--- Document section ---
=-=-=-=-=
Bike helmets are optional in Hong Kong – but the government is seeking to mandate their use

The government has outlined its legislative agenda for road safety for the coming year, focusing on distracted drivers, warning bells for electric vehicles, baby seats in private cars and mandatory helmets for people using bicycles.

The plans were set out before LegCo’s Transport Panel by Secretary for Transport and Housing Frank Chan Fan.

In full, the new road safety agenda covers:

  • use of mobile phones by drivers;
  • tightening requirements for child seats in private cars;
  • mandating cyclists to wear protective helmets;
  • mandating drivers and passengers of motor tricycles (currently exempt from motorcycle helmets) to wear protective helmets;
  • requiring seat-belts on school buses and new franchised buses and mandating their use; requiring cranes to install “over-height warning systems”; and
  • installing “acoustic vehicle alerting systems” to EVs and hybrid vehicles.

“Transport Department takes into account the practices and experiences of other jurisdictions from time to time, closely monitors the trends of traffic accident numbers, keeps track of and analyses the statistics of traffic accidents etc., in order to formulate and implement appropriate road safety strategies and measures,” said the policy briefing paper.

The bicycle helmet idea in particular drew ire from cycling campaigners, who pointed to research overseas that mandating helmet use stymies cycling uptake and hence limits the societal benefits associated with regular cycling.
=-=-=-=-=
--- Data for review ---
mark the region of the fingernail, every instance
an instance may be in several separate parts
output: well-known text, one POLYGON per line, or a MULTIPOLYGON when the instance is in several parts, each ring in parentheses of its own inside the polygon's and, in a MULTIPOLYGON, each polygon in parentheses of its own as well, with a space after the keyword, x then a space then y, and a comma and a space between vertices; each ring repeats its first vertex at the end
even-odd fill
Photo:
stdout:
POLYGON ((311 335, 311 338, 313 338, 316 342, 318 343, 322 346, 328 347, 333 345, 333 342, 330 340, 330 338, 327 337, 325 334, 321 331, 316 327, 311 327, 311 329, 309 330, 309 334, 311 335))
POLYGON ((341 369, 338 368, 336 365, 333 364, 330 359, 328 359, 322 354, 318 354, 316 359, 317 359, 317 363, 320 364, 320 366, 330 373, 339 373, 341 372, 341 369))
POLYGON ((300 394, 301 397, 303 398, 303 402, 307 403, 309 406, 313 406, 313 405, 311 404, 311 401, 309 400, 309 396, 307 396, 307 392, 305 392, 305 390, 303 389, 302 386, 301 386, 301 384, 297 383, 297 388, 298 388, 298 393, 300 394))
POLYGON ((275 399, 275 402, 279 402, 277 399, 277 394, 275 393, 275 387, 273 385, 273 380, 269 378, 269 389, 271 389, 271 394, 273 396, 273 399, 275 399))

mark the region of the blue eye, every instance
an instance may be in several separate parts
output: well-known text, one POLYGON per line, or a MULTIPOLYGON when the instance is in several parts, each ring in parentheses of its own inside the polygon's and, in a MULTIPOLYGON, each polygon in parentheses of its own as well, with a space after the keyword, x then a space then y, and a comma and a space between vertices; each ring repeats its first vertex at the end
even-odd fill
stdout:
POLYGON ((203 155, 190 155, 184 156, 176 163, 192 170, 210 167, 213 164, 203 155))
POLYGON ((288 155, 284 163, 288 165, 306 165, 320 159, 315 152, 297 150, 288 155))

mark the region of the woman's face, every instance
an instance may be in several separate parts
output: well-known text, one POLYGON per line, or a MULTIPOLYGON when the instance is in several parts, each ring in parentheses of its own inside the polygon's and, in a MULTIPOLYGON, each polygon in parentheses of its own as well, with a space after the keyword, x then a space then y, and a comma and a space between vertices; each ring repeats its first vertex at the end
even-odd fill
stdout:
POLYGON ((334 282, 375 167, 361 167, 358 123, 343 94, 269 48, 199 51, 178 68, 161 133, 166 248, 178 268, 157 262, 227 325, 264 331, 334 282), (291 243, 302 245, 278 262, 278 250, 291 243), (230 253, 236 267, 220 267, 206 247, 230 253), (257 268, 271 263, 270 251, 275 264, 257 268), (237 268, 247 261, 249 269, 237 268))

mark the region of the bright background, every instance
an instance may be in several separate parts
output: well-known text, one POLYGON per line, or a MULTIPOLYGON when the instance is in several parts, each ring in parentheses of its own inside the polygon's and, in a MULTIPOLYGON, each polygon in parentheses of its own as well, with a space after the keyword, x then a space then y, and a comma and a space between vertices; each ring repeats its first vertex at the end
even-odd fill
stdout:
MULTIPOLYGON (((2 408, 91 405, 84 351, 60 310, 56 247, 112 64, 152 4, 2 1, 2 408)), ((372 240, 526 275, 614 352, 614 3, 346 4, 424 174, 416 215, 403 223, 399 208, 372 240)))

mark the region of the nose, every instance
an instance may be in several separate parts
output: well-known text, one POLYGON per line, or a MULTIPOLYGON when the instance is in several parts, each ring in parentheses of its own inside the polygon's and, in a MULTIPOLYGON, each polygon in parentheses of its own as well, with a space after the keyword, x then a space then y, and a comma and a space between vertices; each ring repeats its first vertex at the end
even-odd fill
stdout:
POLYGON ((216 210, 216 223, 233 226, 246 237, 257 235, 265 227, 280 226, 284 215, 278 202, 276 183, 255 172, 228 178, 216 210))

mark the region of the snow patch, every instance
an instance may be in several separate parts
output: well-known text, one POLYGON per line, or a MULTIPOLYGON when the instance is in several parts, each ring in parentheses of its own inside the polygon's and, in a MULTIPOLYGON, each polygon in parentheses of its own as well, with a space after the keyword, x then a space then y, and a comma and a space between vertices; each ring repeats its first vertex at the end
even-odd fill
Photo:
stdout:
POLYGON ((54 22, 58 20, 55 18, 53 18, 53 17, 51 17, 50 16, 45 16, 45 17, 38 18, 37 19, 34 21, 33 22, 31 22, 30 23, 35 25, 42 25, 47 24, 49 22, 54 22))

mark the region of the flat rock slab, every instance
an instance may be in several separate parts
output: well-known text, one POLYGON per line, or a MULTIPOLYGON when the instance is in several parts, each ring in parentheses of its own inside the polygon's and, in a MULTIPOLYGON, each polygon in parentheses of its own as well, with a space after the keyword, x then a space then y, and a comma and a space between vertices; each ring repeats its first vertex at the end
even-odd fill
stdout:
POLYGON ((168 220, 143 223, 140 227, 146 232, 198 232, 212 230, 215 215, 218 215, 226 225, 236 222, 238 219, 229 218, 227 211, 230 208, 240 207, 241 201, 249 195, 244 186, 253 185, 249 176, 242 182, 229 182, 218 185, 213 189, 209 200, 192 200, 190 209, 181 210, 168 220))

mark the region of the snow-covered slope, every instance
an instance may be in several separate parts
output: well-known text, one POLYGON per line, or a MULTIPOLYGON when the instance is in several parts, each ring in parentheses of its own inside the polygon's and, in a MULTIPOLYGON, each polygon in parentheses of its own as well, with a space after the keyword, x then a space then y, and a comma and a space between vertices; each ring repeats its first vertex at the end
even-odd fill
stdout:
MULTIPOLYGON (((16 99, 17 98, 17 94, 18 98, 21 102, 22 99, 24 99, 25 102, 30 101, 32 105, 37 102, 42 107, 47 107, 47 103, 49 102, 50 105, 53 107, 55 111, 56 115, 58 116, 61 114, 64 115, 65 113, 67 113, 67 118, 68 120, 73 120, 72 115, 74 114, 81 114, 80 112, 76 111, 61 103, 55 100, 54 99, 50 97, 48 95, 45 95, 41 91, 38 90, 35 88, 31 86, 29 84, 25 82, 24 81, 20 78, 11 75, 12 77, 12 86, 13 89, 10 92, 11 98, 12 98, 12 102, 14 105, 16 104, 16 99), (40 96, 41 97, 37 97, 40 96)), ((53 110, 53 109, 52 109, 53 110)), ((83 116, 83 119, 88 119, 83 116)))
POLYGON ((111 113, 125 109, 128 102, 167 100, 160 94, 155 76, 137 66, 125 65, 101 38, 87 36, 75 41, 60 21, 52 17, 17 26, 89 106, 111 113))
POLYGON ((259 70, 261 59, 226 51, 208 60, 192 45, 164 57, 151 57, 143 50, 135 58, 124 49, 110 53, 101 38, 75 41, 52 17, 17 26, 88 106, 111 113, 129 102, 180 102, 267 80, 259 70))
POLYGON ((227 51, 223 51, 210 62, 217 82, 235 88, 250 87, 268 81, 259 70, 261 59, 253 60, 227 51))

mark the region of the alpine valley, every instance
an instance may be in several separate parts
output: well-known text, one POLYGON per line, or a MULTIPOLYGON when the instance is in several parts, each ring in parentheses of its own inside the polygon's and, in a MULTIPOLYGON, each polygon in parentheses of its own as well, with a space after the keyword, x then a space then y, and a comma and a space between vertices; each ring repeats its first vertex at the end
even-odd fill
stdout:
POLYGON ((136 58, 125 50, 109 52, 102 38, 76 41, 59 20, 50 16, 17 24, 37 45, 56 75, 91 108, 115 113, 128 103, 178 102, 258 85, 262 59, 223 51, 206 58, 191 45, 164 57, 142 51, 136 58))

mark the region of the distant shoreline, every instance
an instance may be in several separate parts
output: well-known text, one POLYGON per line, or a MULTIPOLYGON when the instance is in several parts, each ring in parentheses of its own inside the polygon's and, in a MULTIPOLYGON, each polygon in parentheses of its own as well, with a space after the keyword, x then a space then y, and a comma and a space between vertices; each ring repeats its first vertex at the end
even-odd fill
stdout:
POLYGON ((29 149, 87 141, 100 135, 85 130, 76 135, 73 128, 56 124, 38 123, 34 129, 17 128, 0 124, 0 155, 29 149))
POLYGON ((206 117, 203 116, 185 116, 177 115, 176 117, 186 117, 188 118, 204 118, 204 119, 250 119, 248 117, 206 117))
=-=-=-=-=
--- Required work ---
**a)** According to the article on Hong Kong's road safety agenda, which groups of people would be required to wear protective helmets?
**b)** Rewrite the road safety article starting with "In full, the" and going on through "and hybrid vehicles.", changing "protective helmets" to "safety helmets" everywhere it occurs.
**c)** Continue the article on Hong Kong's proposed bicycle helmet rule from its last sentence.
The records come from a separate source, unrelated to the text.

--- Answers by item number ---
**a)**
- Cyclists
- Drivers of motor tricycles
- Passengers of motor tricycles

**b)**
In full, the new road safety agenda covers:

  • use of mobile phones by drivers;
  • tightening requirements for child seats in private cars;
  • mandating cyclists to wear safety helmets;
  • mandating drivers and passengers of motor tricycles (currently exempt from motorcycle helmets) to wear safety helmets;
  • requiring seat-belts on school buses and new franchised buses and mandating their use; requiring cranes to install “over-height warning systems”; and
  • installing “acoustic vehicle alerting systems” to EVs and hybrid vehicles.

**c)**
“Such a retrograde step would negatively impact the health and well being of Hong Kong people, and allow police to further victimise cyclists,” said Martin Turner, chairman of Hong Kong Cycling Alliance.

And indeed, the government has for decades rejected the idea of mandatory helmets, on the basis that it could impact cycling uptake and would be difficult to enforce.

“Authorities in [France, Switzerland, Germany, the United Kingdom and Singapore] generally consider that enhancing education and publicity to encourage voluntary wearing of protective helmets by cyclists is a more appropriate approach. In the United Kingdom, there are views that a mandatory requirement may lead to a reduction in cycling activities. Such a measure may also not be generally accepted by the public, and there are practical difficulties in enforcement,” the bureau said in 2008.

A number of jurisdictions around the world mandate helmet use for younger cyclists, while a full mandate for all cyclists is rare.

But a bike shop owner from Australia, where all cyclists are required to wear helmets, said she supported the idea. “If you have a crash with a car, you’re likely to break plenty of bones in your body. If you’re wearing a helmet, it could be one less thing for the surgeon to worry about,” she said.

Transport Department has not yet responded to questions on the helmet issue.

Electronic road pricing amongst other proposals

Also at the meeting the government detailed the key initiative under its Smart Mobility ambitions, the Free-Flow System (FFS) for drivers using tolled tunnels – some 800,000 vehicles will be provided with automatic toll chips in the middle of this year and government-run tunnels will dynamically adapt pricing to manage congestion.

While limited to tunnels, the government says FFS will pave the way for congestion pricing, with Transport Department claiming it will use the technology and experience gained from tunnel tolls to develop an electronic road pricing scheme for Central. While ERP has been under discussion for more than 20 years, the government says it will be ready to consult the public in mid-2022.